Истинное мужество состоит в том, чтобы любить жизнь, зная о ней всю правду.
Сергей Довлатов
Введение
Над названием «Введение» в начале одной книги (помните, какой?)
Довлатов уже смеялся. Он смеялся много над чем. И это было правильно. Когда он
взялся за перо, многое в нашей жизни могло служить поводом для смеха. Например —
очередь за мебельным гарнитуром сроком на двадцать лет. И люди мечтали
записаться — более того, занимали очередь с вечера для того, чтобы в жестокой
борьбе урвать шанс стать через двадцать лет владельцем вожделенного гарнитура.
Для людей пожилых — а таких в очереди было немало — это была борьба уже не за
выживание, а почти за бессмертие. Во всяком случае, этим они как бы
гарантировали себе двадцать лет активной жизни. Ведь человеческое сознание не
может себе представить, что гарнитур, которому отдано столько времени и сил, так
и не удастся увидеть. Образ коммунизма, твердо обещанного, но потом как-то
рассосавшегося, уже перестал нас возбуждать — может, поэтому веру хотя бы в
гарнитур отнимать у людей было бесчеловечно. Вера необходима, страсти должны
быть — это понимали власти и жизнь такую поддерживали, как могли.
Помню, как однажды в Крыму всех нас выгнали из гостиницы, с
криками: «Землетрясение, землетрясение!» Мы зажгли фары наших машин, врубили
музыку и плясали всю ночь. Утром прошел слух, что несостоявшееся землетрясение
выявило огромное количество недостатков в работе местных органов, оказавшихся в
ту ночь как-то не на высоте, а также вскрыло полную недееспособность армии и
флота. Да и само землетрясение оказалось фальшивым — просто кто-то, напившись,
упал рядом с чутким сейсмографом.
Примерно в таком же «порядке» была и официальная наша литература.
Помню веселое чтение на пляже романа многократного нашего лауреата. Сюжет такой:
секретарь обкома из Сибири, оказавшись с неохотой в Италии (партия послала),
встречает на приеме в посольстве итальянскую герцогиню-красавицу-миллиардершу,
которая, тут же, потеряв голову, бросая многочисленные дворцы и замки,
устремляется за ним в далекую Сибирь, в отчаянии предлагая себя и свои капиталы.
--
| Письменное задание |
Замените «мебельным гарнитуром» на «кухонным гарнитуром» в части введения, начиная со слов «Довлатов уже смеялся.» и заканчивая словами «владельцем вожделенного гарнитура.», и приведите эту часть полностью.

| Выдержки из записей |
--
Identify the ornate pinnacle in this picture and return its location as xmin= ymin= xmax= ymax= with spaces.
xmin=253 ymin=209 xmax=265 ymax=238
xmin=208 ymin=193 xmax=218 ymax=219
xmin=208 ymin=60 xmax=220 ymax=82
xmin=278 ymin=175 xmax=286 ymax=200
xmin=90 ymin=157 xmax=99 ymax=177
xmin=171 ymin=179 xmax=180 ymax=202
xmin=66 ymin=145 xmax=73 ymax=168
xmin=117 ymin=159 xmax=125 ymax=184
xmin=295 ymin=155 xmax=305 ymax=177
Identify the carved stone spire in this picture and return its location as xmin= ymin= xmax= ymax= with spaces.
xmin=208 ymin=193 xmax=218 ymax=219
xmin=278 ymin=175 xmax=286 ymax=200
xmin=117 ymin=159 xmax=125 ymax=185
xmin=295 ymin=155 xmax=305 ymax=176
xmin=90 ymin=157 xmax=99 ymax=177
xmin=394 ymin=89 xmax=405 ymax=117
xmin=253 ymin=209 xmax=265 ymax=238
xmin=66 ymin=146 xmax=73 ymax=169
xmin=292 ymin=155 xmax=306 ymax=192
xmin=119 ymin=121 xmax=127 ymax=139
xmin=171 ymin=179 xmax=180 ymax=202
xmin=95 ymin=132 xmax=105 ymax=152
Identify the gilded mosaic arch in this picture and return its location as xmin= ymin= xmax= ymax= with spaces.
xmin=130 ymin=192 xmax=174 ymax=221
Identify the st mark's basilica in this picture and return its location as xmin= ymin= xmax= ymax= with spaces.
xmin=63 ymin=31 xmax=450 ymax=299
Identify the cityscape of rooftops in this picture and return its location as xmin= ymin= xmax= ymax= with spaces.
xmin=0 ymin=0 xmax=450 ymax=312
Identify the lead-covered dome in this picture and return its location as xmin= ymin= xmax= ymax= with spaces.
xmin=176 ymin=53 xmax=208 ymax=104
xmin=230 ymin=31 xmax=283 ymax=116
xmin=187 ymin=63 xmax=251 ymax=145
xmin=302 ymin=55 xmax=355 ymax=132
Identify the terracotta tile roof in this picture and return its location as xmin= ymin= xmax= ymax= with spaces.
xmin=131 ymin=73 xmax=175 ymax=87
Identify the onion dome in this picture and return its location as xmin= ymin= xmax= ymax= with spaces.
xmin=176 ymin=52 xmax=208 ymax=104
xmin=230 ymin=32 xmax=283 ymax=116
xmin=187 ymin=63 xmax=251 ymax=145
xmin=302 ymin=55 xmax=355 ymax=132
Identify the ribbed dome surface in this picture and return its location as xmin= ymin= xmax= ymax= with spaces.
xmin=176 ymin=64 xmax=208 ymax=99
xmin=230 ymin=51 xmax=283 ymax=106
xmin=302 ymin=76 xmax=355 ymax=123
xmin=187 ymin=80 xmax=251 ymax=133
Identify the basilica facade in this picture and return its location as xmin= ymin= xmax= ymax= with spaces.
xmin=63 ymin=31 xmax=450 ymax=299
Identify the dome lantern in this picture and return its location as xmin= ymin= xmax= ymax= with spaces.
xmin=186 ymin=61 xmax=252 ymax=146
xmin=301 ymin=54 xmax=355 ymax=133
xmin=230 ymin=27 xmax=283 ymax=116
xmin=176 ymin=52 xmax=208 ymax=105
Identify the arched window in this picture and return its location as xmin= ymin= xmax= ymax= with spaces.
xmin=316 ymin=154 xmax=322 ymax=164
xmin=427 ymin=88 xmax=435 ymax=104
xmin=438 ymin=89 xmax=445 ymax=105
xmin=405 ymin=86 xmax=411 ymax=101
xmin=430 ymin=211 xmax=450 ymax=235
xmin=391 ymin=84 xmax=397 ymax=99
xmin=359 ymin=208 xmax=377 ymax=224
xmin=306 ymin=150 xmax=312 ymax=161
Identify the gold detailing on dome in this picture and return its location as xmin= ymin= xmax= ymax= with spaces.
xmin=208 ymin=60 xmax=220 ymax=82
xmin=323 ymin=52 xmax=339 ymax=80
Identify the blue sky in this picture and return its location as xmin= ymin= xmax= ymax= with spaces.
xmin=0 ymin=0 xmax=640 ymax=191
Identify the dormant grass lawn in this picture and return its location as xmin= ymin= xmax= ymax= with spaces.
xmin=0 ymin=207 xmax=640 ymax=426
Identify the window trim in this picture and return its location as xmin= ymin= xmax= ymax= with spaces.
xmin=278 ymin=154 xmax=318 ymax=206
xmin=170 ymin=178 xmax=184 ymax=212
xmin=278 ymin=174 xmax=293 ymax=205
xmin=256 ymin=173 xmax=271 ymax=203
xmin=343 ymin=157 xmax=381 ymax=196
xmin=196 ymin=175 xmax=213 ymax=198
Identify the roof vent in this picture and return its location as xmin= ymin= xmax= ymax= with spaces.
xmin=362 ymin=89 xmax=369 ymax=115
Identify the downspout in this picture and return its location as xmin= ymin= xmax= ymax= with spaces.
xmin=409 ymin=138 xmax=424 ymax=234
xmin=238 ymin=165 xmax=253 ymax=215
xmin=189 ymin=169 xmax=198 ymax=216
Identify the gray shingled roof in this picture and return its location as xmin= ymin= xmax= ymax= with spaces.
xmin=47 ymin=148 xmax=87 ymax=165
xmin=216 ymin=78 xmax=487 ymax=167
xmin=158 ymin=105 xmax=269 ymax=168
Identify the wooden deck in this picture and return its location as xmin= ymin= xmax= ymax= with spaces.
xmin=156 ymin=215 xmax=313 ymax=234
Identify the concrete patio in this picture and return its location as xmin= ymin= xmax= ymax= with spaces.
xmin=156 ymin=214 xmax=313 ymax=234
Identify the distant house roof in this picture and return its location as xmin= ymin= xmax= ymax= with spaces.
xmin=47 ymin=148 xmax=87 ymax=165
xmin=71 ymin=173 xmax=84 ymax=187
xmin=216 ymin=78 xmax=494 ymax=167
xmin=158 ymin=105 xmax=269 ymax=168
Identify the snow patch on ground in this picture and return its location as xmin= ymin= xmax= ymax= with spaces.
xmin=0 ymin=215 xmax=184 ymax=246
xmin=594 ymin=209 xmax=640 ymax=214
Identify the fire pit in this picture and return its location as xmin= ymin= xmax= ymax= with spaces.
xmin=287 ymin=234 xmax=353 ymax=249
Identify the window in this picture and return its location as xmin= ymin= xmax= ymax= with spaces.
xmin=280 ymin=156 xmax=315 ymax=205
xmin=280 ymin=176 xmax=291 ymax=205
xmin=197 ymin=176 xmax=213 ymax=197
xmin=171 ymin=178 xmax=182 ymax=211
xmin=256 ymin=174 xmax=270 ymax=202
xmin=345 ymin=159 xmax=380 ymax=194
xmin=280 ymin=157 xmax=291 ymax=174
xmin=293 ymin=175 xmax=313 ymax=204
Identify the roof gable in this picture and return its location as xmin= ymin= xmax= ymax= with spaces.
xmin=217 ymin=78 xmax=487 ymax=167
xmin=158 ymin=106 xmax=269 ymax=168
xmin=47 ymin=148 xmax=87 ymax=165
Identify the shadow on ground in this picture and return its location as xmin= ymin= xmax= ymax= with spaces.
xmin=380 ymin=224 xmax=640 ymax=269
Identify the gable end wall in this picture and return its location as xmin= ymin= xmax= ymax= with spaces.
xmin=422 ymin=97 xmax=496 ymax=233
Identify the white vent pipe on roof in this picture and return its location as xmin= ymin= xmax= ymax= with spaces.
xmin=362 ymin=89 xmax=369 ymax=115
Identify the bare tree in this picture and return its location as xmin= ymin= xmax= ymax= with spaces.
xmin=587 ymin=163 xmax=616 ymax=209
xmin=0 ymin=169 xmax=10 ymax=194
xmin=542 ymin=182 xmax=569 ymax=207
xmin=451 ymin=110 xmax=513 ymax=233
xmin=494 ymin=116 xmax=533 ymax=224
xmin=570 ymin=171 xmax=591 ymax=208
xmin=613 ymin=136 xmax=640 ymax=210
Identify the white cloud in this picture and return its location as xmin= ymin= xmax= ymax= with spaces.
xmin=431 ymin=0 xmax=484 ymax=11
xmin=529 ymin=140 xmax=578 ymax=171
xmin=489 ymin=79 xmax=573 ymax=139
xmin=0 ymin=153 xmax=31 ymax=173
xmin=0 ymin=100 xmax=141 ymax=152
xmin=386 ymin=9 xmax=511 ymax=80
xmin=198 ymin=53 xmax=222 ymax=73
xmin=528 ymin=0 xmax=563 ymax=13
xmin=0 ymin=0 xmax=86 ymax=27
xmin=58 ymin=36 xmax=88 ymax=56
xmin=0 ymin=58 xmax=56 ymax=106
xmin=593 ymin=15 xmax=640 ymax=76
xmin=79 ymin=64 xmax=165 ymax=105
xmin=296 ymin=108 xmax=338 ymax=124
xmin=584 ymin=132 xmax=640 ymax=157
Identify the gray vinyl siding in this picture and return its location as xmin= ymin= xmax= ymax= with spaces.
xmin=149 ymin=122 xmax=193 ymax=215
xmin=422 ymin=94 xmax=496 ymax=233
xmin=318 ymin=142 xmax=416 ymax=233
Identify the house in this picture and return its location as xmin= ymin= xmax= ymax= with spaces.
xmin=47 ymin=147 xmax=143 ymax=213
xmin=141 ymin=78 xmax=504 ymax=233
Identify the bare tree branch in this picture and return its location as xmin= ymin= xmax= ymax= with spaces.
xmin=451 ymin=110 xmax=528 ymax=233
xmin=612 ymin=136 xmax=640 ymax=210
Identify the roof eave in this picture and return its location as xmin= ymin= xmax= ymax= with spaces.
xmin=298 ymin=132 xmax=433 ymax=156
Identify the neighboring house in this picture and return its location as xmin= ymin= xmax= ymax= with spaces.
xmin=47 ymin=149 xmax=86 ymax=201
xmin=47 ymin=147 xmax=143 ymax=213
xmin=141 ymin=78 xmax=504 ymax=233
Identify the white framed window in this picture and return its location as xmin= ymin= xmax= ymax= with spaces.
--
| Выполненное задание |
Довлатов уже смеялся. Он смеялся много над чем. И это было правильно. Когда он
взялся за перо, многое в нашей жизни могло служить поводом для смеха. Например —
очередь за кухонным гарнитуром сроком на двадцать лет. И люди мечтали
записаться — более того, занимали очередь с вечера для того, чтобы в жестокой
борьбе урвать шанс стать через двадцать лет владельцем вожделенного гарнитура.